__Fragmento proporcionado__:
..............................

La escalada de los precios puede echar al traste el rebote esperado del consumo, porque erosiona el poder adquisitivo de las familias y desinfla la bolsa de sobreahorro generado por la pandemia —algo que garantizaba la expansión—. Otro riesgo: nos jugamos la viabilidad de parte del tejido empresarial, que no puede seguir indefinidamente comprimiendo márgenes para amortiguar el encarecimiento de los costes de producción. Y si los traslada a los precios finales, se arriesga a una pérdida de competitividad internacional. En 2021, los beneficios se situaban todavía un 8,6% por debajo del nivel prepandemia, y en el caso de las empresas no energéticas la brecha es mucho mayor. Finalmente, la pugna que se está desatando por la recuperación del poder adquisitivo provoca malestar social —evidenciado por la fuerte contracción del índice de confianza del consumidor de marzo— y exacerba la vulnerabilidad de los colectivos desfavorecidos.   

Urge, por tanto, atajar los factores que explican el diferencial de inflación, entre los que destaca como ya es sabido nuestra factura de la luz. El IPC de la electricidad está desbocado, incluso con respecto a Portugal que sin embargo comparte el mismo mercado mayorista —sin duda, la predominancia de contratos a largo plazo en el país vecino garantiza una relativa estabilidad ante los altibajos del mercado—.  

El elevado peso de la energía en nuestro aparato productivo es otro factor importante (y menos comentado), ya que amplifica el incremento de los precios. Los hogares españoles gastan proporcionalmente más en productos energéticos que la mayoría de sus homólogos europeos (solo Alemania nos supera, pero en ese país los precios crecen la mitad que en España). Y las empresas españolas son también relativamente intensivas en suministros energéticos. Todo ello explica por ejemplo que en Italia el alza de precios energéticos, pese a superar los registros de nuestro país, tenga una menor repercusión en el IPC total.

..............................

__Datos mostrados__:
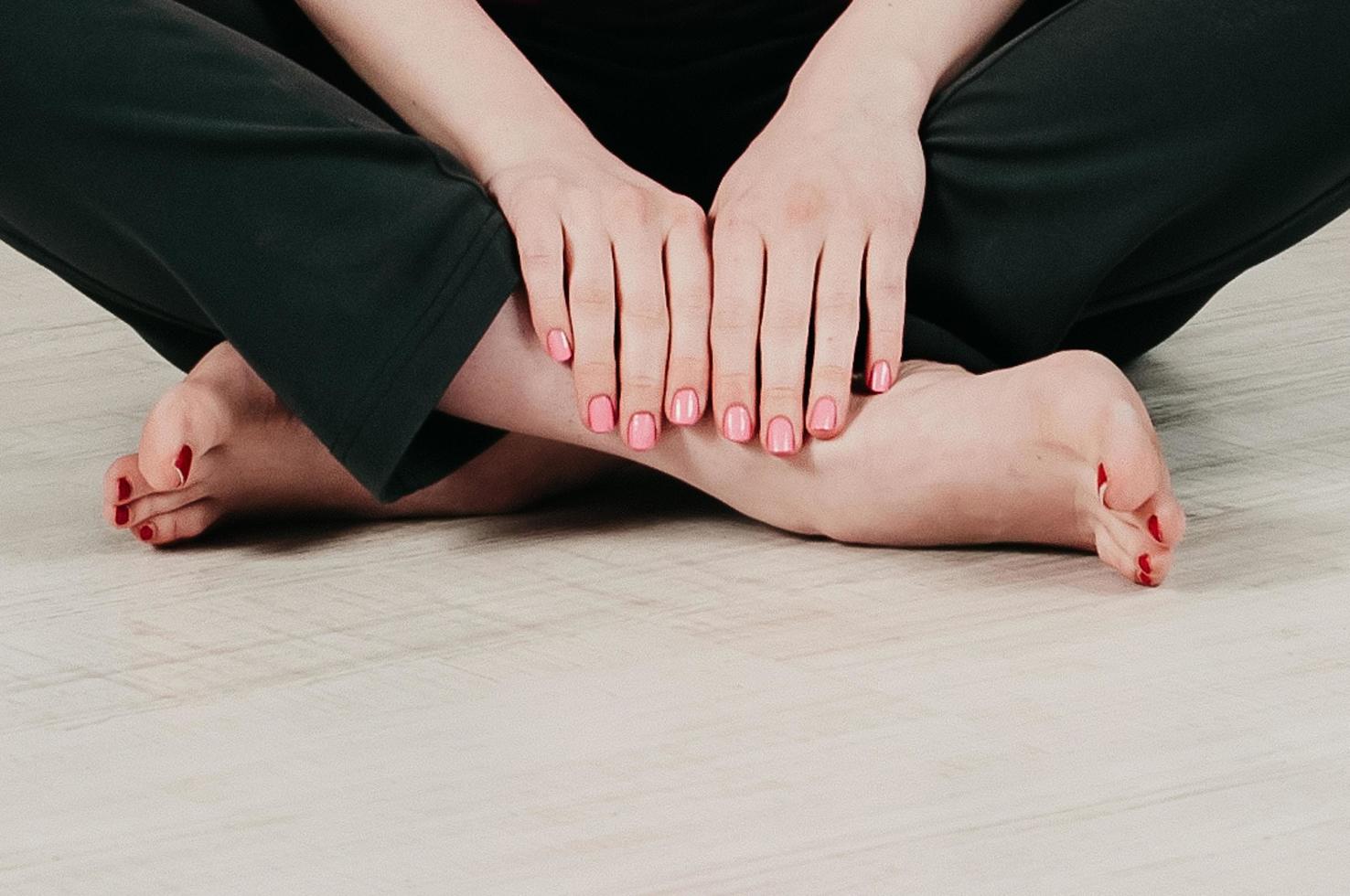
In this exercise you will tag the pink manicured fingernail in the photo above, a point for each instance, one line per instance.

..............................

__Consigna 1__: Según el fragmento sobre la inflación, ¿cuánto por debajo del nivel prepandemia se situaban los beneficios empresariales en 2021?
__Consigna 2__: Repite literalmente la parte del fragmento sobre la inflación que se abre con las palabras "El elevado peso" y se cierra con "el IPC total.".
__Consigna 3__: Enumera todos los países que se nombran en el fragmento sobre la inflación.
Los datos no tienen relación con el fragmento sobre la inflación.

__Respuesta 1__: Un 8,6% por debajo del nivel prepandemia.

__Respuesta 2__:
El elevado peso de la energía en nuestro aparato productivo es otro factor importante (y menos comentado), ya que amplifica el incremento de los precios. Los hogares españoles gastan proporcionalmente más en productos energéticos que la mayoría de sus homólogos europeos (solo Alemania nos supera, pero en ese país los precios crecen la mitad que en España). Y las empresas españolas son también relativamente intensivas en suministros energéticos. Todo ello explica por ejemplo que en Italia el alza de precios energéticos, pese a superar los registros de nuestro país, tenga una menor repercusión en el IPC total.

__Respuesta 3__: España, Portugal, Alemania, Italia